• [MATERIAL TO PROCESS]:
------------------------------
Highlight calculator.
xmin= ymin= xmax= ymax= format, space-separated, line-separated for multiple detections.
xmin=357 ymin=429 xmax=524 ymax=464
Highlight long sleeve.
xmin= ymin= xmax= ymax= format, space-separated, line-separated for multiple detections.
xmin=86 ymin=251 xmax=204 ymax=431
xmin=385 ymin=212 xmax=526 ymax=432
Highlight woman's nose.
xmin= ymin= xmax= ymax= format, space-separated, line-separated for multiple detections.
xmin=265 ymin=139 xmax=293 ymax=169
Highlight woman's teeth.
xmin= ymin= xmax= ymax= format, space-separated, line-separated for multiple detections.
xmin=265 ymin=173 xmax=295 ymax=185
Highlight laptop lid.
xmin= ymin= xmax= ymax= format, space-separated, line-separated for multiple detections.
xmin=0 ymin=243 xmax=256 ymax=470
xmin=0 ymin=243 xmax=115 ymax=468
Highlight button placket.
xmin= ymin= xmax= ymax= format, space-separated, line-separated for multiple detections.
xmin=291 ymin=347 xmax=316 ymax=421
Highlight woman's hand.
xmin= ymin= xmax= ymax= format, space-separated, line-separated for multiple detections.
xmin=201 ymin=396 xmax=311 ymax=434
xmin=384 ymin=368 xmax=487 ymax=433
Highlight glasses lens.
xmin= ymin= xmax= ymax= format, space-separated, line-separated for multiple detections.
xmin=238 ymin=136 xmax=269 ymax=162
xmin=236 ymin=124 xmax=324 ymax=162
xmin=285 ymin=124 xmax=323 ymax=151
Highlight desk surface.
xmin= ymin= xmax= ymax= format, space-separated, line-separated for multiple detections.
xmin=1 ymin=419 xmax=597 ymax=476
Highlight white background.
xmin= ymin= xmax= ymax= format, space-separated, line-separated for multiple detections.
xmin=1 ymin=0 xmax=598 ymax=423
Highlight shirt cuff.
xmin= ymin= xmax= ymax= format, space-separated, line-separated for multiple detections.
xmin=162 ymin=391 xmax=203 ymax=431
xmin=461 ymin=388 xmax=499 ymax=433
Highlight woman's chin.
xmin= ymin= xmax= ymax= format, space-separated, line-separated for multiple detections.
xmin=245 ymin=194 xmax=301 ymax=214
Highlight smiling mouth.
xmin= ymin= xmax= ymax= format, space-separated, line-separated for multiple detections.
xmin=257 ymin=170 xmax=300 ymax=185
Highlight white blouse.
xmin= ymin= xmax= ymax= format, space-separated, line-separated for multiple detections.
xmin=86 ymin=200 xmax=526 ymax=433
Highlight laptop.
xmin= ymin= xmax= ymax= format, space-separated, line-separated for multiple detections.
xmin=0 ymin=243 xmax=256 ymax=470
------------------------------
• [REQUIRED ACTION]: Respond with a number only, please: how many lines in this data include the word "woman".

• [EXERCISE ANSWER]: 4